Exercise goal - Print each record exactly as it appears, but drop the images.

[Items from a data source]
※

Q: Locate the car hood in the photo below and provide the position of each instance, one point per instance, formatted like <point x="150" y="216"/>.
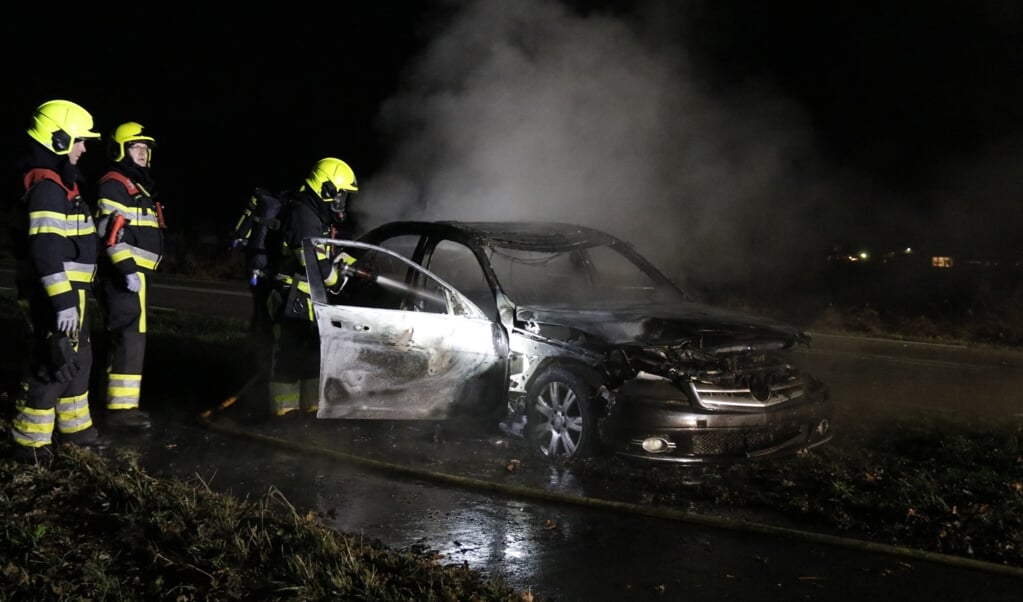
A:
<point x="703" y="326"/>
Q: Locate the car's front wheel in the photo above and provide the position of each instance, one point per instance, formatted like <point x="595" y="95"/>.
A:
<point x="561" y="419"/>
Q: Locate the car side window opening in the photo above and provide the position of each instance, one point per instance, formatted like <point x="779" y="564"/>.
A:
<point x="456" y="264"/>
<point x="578" y="276"/>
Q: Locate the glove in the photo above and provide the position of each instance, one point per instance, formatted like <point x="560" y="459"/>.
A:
<point x="63" y="360"/>
<point x="68" y="320"/>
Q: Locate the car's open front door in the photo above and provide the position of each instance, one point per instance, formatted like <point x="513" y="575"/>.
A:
<point x="397" y="342"/>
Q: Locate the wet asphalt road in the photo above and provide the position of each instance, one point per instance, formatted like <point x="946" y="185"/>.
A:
<point x="549" y="539"/>
<point x="550" y="536"/>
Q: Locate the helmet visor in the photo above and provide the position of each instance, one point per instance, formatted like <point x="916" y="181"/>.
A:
<point x="340" y="203"/>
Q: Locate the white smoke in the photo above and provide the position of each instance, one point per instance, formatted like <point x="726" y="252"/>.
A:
<point x="529" y="111"/>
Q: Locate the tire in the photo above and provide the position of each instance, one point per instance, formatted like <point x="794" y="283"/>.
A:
<point x="561" y="419"/>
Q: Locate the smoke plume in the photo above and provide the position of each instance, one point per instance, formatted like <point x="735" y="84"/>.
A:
<point x="531" y="111"/>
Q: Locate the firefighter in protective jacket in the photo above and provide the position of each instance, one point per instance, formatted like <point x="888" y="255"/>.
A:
<point x="131" y="226"/>
<point x="55" y="250"/>
<point x="317" y="209"/>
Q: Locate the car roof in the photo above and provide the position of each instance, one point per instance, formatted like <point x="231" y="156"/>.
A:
<point x="519" y="234"/>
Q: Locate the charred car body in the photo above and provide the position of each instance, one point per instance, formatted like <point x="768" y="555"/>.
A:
<point x="561" y="334"/>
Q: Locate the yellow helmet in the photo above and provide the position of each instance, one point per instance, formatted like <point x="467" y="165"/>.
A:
<point x="127" y="133"/>
<point x="332" y="179"/>
<point x="56" y="124"/>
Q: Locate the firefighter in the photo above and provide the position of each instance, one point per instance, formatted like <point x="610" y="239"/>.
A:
<point x="55" y="252"/>
<point x="317" y="209"/>
<point x="131" y="225"/>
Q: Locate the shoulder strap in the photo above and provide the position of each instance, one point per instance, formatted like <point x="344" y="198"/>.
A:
<point x="125" y="180"/>
<point x="36" y="175"/>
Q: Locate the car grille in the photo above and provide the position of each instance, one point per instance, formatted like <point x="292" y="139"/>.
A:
<point x="723" y="442"/>
<point x="765" y="394"/>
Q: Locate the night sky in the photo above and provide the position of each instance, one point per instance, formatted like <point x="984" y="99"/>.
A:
<point x="729" y="133"/>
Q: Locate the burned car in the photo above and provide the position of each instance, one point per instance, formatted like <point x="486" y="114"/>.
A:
<point x="562" y="335"/>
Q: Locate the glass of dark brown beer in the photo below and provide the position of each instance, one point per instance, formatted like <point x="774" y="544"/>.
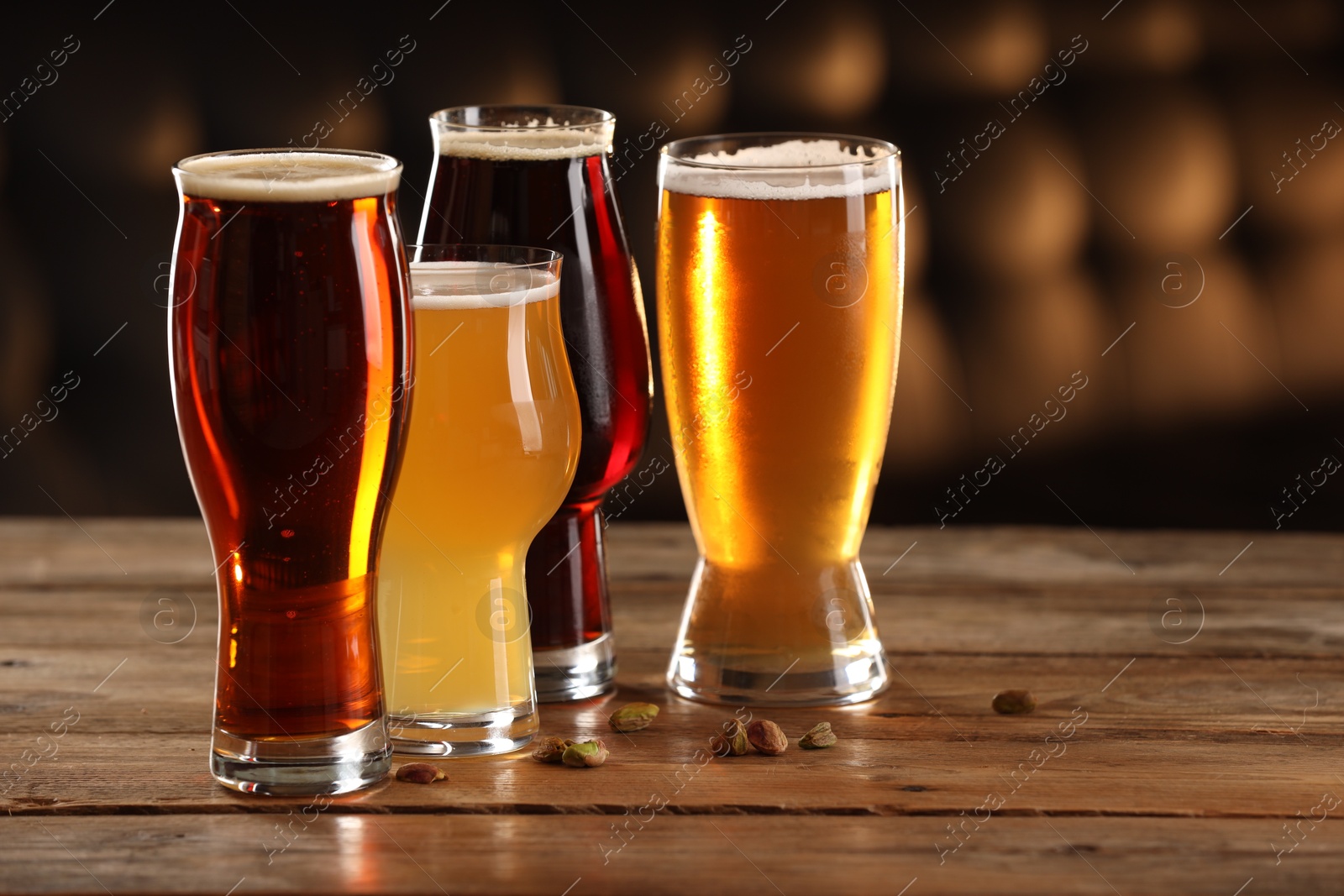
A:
<point x="289" y="347"/>
<point x="539" y="176"/>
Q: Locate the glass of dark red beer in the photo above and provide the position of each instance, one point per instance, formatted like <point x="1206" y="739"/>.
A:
<point x="539" y="176"/>
<point x="289" y="347"/>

※

Response to the task -
Q: Locate the car hood in the photo below and provide the position of each instance, one point per instance, formatted like <point x="150" y="216"/>.
A:
<point x="703" y="326"/>
Q: Locate the car's front wheel in the photo above and provide the position of each instance, one point per instance, formatted like <point x="595" y="95"/>.
A:
<point x="561" y="419"/>
Q: Locate the car side window opening in the photo above and provide the position of each instance, one point per instance, formatted like <point x="779" y="564"/>.
A:
<point x="456" y="264"/>
<point x="578" y="276"/>
Q: Locate the glove in the photo above and provide the position of each instance, one point per instance, formatted like <point x="560" y="459"/>.
A:
<point x="63" y="360"/>
<point x="68" y="320"/>
Q: Locate the car's open front door in the photo above and provide the position of each instance, one point per instance, formatted like <point x="513" y="575"/>.
A:
<point x="397" y="342"/>
Q: Locate the wet asphalt road in the photo above and provide the position of each instance, one point per instance, formatted like <point x="946" y="185"/>.
A:
<point x="549" y="539"/>
<point x="550" y="536"/>
Q: Locate the helmet visor in the photo above and provide the position of each instance, one point per instance, formatted like <point x="916" y="181"/>.
A:
<point x="340" y="203"/>
Q: Locate the white smoke in the photo above and provide the position of each instance, one point per instance, formatted like <point x="726" y="252"/>.
A:
<point x="529" y="111"/>
Q: Locate the tire in the photo above and provide the position of each instance, one point per instance, formatted like <point x="794" y="283"/>.
A:
<point x="561" y="419"/>
Q: Locate the smoke plume in the photo above and provide the position of each instance, one point per instance, formatted like <point x="735" y="84"/>.
A:
<point x="531" y="111"/>
Q: Locate the firefighter in protective jacket in the photo above and provide the position of each instance, one point per instance, formatted like <point x="888" y="255"/>.
A:
<point x="131" y="226"/>
<point x="55" y="250"/>
<point x="317" y="209"/>
Q: Locate the car roof in the photo above and provide the position of each instance, one point per instance, formatted like <point x="231" y="156"/>.
A:
<point x="519" y="234"/>
Q: Locate the charred car body in the photo above and provide the position of each instance, one point per instance, formatted like <point x="768" y="555"/>.
A:
<point x="561" y="334"/>
Q: Locate the yellow helmet in the photo above and provide the position of each instance, one point per instance, formatted like <point x="467" y="165"/>.
A:
<point x="127" y="133"/>
<point x="332" y="179"/>
<point x="56" y="124"/>
Q: Locate the firefighter in the photo above and provide the position of each instance, one point per instance, formatted like <point x="610" y="239"/>.
A:
<point x="55" y="252"/>
<point x="317" y="209"/>
<point x="131" y="225"/>
Q: Locate the shoulder strap in the photo above and provide the position of each instance, one point per instance, formatted like <point x="344" y="198"/>.
A:
<point x="125" y="180"/>
<point x="36" y="175"/>
Q: Locate the car grille in the photo above and provide the position of each instance, one point per instance, formatted like <point x="292" y="139"/>.
A:
<point x="723" y="442"/>
<point x="765" y="394"/>
Q: Locate the night sky in the photo above and provide the position of each instance, one point per instance, formatted like <point x="984" y="99"/>.
A:
<point x="729" y="133"/>
Q: Locate the burned car in the photo above and provide the position of each instance, one point per instance, formatted like <point x="486" y="114"/>.
A:
<point x="562" y="335"/>
Q: Locate the glass of dark brown beer in the photo below and provide the position of each instance, one point per instance, formatted like <point x="774" y="544"/>.
A:
<point x="289" y="347"/>
<point x="539" y="176"/>
Q: Locate the glass of dark red beer in the photo above and provide the position of each instance, one point per instance, formatted like <point x="1206" y="739"/>.
A:
<point x="539" y="176"/>
<point x="289" y="347"/>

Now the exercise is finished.